== Text segment ==
== Segment start ==

OpenAI’s recent paper on why language models hallucinate highlights how current evaluation methods create the wrong incentives, rewarding models for guessing rather than admitting uncertainty.
But this framing still focuses mainly on intrinsic hallucinations. These are cases where the model generates unsupported information from its training data alone.
In practice, most hallucinations we encounter today are extrinsic. They happen when a model misuses or misinterprets context provided at runtime: retrieved documents, repository code, tool calls, and other external inputs. That is where the real work of building reliable AI systems lies.
Hidden in plain sight: reasoning over context
Virtually none of today’s AI agents or workflows use models in isolation. Almost every real application embeds models inside workflows that rely on external data coming from retrieval, tool use, or other systems.
That means the real test is not whether the model “knows” a fact, but whether it can reason correctly over the context it is given.
And that context is often:
- Missing when the retrieval system never surfaced the right document
- Conflicting when different documents say different things
- Noisy when too much irrelevant text overwhelms the model
Training regimes and benchmarks still have a bias towards general knowledge and intrinsic correctness. Yet the skill that matters most in production is almost always: can the model reliably handle unreliable context.

== Segment end ==

== Work to complete ==
Rewrite the part of the text on model hallucinations that opens with the words containing "OpenAI’s recent paper" and closes with "or other systems.", swapping "runtime" for "inference time".

Natural language descriptions of regions:
== Segment start ==

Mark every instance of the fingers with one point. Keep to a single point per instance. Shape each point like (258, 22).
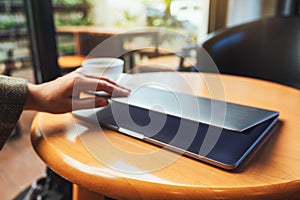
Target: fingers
(85, 83)
(87, 103)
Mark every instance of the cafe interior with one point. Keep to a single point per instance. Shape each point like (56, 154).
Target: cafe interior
(257, 39)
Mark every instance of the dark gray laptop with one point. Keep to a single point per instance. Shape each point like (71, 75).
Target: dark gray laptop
(215, 132)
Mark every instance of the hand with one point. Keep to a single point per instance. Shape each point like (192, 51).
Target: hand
(63, 94)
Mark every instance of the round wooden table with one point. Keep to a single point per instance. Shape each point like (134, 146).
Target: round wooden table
(70, 146)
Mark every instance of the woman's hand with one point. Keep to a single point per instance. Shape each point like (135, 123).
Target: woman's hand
(63, 94)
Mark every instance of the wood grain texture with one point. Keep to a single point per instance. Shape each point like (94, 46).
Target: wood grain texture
(85, 154)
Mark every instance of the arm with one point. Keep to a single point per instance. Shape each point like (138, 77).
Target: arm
(62, 94)
(58, 96)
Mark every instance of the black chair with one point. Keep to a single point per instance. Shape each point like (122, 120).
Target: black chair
(267, 49)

== Segment end ==

== Answer to this problem ==
OpenAI’s recent paper on why language models hallucinate highlights how current evaluation methods create the wrong incentives, rewarding models for guessing rather than admitting uncertainty.
But this framing still focuses mainly on intrinsic hallucinations. These are cases where the model generates unsupported information from its training data alone.
In practice, most hallucinations we encounter today are extrinsic. They happen when a model misuses or misinterprets context provided at inference time: retrieved documents, repository code, tool calls, and other external inputs. That is where the real work of building reliable AI systems lies.
Hidden in plain sight: reasoning over context
Virtually none of today’s AI agents or workflows use models in isolation. Almost every real application embeds models inside workflows that rely on external data coming from retrieval, tool use, or other systems.